INSTRUCTIONS FOR THE TASK →
Reproduce the listing word for word, starting at the line with "the red progress" and continuing through the final line of the listing, with both ends included. Omit the pictures from your copy.

DATA LISTING →

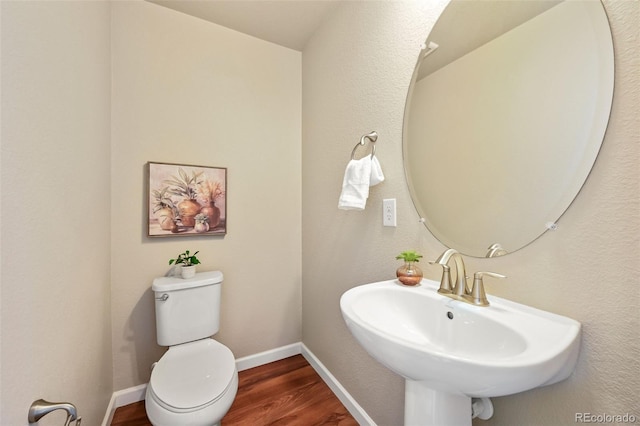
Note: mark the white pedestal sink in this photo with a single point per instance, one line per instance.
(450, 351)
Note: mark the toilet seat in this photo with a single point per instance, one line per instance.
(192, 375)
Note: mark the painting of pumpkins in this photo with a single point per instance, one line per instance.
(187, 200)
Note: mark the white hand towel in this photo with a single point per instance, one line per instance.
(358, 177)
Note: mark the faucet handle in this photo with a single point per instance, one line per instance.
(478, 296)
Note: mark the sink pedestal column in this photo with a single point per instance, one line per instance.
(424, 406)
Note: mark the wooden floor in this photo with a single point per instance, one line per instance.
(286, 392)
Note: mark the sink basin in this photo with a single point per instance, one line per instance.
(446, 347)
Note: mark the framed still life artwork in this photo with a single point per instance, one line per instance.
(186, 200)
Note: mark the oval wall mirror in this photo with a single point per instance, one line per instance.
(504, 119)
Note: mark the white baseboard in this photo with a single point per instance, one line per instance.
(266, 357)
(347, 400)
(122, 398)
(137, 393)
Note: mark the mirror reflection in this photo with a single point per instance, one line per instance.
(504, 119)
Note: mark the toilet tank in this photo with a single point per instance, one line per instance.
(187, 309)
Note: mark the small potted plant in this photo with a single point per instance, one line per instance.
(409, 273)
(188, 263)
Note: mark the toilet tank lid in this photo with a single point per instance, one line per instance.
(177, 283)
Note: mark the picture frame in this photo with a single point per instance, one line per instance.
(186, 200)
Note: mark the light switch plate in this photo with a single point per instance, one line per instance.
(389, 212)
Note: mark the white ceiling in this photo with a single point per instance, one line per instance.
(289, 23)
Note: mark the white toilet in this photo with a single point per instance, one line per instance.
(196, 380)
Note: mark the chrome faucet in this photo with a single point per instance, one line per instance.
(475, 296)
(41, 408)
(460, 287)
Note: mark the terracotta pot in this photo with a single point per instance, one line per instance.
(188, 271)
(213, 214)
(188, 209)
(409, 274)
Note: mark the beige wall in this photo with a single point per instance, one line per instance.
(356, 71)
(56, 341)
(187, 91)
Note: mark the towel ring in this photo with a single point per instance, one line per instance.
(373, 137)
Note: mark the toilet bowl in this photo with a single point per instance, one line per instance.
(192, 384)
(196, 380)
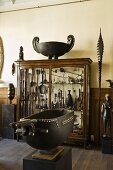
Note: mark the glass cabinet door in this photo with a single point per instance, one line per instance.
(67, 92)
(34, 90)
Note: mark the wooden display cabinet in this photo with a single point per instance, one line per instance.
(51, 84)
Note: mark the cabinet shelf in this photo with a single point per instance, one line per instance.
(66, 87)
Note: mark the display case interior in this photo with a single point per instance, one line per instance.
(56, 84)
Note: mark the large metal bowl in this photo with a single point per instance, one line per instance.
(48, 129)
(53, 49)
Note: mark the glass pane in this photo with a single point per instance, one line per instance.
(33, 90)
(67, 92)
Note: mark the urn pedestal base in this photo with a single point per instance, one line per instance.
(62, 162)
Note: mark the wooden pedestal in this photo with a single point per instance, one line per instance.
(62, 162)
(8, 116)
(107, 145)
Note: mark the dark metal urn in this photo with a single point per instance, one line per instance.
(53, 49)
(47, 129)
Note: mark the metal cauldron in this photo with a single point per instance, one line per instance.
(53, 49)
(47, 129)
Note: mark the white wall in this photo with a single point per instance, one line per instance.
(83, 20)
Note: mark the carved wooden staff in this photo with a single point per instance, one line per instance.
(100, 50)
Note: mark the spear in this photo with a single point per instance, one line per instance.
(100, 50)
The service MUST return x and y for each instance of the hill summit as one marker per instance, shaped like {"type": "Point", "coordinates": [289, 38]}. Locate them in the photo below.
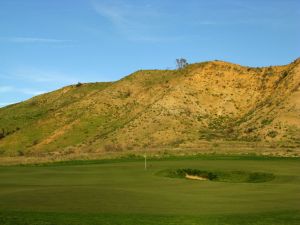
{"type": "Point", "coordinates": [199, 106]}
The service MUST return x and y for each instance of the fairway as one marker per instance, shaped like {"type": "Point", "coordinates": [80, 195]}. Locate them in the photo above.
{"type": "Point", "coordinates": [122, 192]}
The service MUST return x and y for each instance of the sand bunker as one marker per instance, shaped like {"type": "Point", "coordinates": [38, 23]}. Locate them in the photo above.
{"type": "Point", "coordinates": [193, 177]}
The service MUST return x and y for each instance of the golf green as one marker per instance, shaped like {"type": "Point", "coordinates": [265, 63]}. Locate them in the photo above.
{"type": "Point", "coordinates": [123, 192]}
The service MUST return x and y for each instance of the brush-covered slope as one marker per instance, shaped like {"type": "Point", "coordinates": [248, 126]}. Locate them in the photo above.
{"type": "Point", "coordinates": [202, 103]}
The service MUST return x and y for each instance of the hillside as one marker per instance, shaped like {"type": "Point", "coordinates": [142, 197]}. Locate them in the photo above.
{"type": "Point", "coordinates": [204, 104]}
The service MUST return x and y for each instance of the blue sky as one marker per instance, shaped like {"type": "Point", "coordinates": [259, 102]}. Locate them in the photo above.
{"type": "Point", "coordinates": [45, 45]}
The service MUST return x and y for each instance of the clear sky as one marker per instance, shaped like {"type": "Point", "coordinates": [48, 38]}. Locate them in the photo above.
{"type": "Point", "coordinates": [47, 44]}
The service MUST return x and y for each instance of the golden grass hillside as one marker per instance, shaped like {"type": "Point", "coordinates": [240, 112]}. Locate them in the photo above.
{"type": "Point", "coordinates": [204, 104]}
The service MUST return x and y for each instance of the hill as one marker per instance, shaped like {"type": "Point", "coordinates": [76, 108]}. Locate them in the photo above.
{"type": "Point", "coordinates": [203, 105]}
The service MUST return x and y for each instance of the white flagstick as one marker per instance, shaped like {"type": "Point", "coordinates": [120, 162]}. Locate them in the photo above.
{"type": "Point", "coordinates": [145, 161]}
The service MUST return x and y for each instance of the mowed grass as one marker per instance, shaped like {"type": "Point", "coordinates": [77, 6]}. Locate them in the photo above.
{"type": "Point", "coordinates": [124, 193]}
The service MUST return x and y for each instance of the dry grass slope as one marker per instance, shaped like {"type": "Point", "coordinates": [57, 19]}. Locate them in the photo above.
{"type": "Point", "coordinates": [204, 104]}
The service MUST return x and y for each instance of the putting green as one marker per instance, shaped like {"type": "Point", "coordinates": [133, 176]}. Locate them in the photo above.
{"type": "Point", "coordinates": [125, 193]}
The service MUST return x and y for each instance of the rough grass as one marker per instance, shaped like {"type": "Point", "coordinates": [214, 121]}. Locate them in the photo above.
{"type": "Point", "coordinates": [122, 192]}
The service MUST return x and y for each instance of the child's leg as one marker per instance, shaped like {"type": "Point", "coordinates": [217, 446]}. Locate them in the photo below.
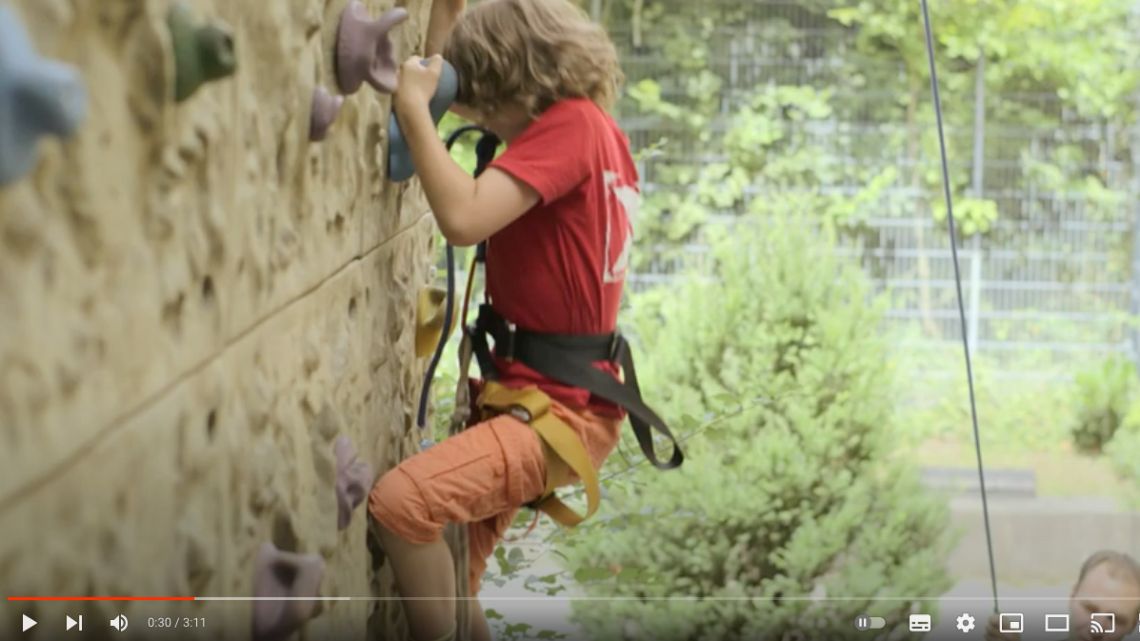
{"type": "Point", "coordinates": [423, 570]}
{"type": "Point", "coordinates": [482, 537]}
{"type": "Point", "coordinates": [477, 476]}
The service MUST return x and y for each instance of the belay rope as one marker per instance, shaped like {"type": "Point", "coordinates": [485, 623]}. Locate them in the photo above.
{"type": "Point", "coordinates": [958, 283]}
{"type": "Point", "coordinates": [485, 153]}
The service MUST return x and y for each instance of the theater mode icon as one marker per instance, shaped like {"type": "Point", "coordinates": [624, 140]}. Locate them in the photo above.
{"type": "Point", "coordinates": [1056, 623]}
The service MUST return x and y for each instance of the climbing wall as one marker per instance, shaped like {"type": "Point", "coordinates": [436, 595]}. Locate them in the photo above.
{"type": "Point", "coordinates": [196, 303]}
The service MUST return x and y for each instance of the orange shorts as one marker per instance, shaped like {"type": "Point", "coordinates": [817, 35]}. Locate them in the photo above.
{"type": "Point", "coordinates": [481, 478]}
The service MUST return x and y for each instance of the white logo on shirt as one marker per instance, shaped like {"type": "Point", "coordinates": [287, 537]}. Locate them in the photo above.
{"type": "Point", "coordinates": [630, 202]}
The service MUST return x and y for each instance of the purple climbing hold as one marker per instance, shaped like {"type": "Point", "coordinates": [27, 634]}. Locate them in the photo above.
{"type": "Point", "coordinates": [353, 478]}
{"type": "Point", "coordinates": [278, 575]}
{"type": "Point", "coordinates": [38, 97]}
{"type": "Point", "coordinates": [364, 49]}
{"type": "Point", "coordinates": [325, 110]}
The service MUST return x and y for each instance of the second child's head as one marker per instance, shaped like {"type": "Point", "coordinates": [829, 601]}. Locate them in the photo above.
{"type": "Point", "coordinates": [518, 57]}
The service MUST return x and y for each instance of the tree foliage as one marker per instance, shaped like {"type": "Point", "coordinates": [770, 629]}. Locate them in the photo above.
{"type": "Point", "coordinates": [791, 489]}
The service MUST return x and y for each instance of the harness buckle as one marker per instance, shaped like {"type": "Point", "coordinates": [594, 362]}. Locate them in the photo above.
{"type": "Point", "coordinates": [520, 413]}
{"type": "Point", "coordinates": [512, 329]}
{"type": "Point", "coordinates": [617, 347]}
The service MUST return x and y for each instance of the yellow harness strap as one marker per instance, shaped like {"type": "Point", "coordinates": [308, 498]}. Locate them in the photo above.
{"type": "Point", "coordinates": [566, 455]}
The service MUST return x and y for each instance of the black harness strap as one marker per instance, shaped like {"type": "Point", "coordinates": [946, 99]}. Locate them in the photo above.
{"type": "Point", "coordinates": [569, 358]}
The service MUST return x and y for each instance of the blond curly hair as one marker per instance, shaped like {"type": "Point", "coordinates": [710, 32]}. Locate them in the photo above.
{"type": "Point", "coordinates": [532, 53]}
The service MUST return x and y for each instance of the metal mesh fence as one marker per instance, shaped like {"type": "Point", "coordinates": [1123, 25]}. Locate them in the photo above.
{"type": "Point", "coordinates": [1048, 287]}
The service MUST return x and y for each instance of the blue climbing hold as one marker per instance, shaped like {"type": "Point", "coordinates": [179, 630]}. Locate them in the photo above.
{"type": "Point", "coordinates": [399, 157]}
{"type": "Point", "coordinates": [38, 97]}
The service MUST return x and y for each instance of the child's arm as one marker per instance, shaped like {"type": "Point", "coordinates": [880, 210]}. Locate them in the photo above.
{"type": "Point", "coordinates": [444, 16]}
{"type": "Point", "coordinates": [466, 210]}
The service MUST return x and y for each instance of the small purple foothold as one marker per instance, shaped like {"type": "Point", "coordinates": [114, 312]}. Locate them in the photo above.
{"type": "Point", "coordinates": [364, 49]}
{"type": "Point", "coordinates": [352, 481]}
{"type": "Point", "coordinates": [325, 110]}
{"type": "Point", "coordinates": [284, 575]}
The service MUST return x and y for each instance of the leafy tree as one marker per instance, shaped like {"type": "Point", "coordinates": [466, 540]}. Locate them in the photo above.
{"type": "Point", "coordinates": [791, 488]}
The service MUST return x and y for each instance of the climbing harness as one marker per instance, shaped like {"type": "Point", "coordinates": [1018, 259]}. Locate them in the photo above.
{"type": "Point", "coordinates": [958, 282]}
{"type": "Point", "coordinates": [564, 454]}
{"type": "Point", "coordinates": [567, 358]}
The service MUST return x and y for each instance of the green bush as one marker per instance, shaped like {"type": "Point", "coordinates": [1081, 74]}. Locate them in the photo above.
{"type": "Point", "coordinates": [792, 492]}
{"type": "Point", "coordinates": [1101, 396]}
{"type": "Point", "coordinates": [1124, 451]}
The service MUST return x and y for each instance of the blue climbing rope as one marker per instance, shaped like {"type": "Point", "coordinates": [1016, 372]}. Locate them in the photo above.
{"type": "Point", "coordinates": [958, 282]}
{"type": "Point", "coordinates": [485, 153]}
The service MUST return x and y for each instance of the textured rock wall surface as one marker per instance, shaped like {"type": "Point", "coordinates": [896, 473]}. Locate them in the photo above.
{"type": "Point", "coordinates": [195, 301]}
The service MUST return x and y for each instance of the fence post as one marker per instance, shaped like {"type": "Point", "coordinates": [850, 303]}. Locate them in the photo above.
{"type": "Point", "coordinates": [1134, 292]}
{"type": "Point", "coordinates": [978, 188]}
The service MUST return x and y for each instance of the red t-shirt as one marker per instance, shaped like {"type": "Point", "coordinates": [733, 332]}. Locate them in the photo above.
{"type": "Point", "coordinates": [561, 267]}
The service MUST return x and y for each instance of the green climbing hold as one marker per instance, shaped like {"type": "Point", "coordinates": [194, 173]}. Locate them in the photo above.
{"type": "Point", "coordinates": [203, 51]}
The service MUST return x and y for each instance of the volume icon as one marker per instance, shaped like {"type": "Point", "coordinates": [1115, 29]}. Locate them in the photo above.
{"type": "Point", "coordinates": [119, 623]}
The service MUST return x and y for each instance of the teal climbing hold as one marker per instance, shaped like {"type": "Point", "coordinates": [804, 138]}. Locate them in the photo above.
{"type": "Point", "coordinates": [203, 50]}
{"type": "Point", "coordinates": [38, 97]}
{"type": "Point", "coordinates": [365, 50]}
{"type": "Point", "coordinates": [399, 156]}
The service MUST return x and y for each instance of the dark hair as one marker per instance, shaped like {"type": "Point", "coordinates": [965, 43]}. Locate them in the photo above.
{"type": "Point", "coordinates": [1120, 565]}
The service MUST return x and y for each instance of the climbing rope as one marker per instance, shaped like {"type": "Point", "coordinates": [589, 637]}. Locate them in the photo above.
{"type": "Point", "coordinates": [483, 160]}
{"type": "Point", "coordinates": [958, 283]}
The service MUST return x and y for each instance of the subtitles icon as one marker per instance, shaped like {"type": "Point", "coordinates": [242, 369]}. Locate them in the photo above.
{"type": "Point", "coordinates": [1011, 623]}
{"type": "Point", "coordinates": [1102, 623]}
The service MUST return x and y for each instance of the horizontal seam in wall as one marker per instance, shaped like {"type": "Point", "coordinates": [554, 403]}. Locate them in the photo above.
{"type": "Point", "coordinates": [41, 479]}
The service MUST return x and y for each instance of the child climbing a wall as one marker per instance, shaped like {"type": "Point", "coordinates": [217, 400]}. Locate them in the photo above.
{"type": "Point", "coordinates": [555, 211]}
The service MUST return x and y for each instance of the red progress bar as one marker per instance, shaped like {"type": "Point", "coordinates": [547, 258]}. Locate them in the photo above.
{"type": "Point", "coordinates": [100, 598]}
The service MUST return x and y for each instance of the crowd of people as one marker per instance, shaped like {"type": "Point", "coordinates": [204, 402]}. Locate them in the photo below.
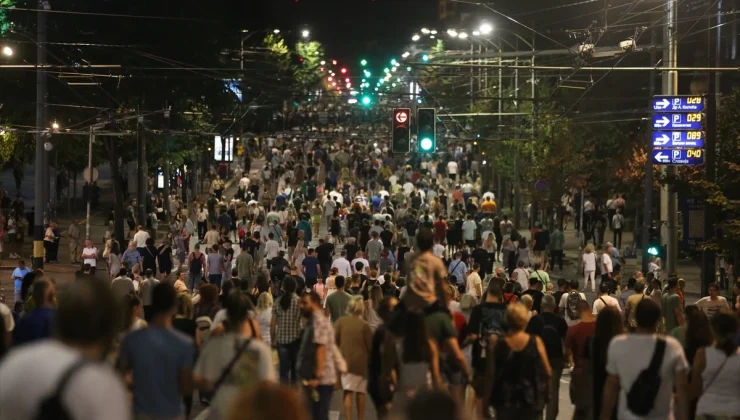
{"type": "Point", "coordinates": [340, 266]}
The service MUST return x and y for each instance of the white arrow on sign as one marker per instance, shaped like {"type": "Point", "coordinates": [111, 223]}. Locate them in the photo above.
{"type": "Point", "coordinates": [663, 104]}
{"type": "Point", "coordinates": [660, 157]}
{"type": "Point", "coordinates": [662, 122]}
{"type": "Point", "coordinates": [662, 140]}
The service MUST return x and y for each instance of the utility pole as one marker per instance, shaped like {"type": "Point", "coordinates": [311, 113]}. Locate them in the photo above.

SOLUTION TO THIS TASK →
The service MUST return x and y for each instance of the red progress bar as one marker per instance, shaped like {"type": "Point", "coordinates": [547, 258]}. Locate them in the photo above.
{"type": "Point", "coordinates": [100, 598]}
The service MUST return x and y for each instance of the crowd of people as one marker per instance, shaped like {"type": "Point", "coordinates": [204, 402]}. Locate them in the photo below.
{"type": "Point", "coordinates": [340, 266]}
The service MUST return x and y for each instance of the white arrow on sign as one marker per instance, shaped like {"type": "Point", "coordinates": [111, 223]}. Locate them in the photo above.
{"type": "Point", "coordinates": [663, 104]}
{"type": "Point", "coordinates": [660, 157]}
{"type": "Point", "coordinates": [662, 122]}
{"type": "Point", "coordinates": [662, 140]}
The service MUST return x and y for each instance of the utility pole as one marker per instance, shaped like {"type": "Point", "coordinates": [311, 113]}. Locate them in the photo above.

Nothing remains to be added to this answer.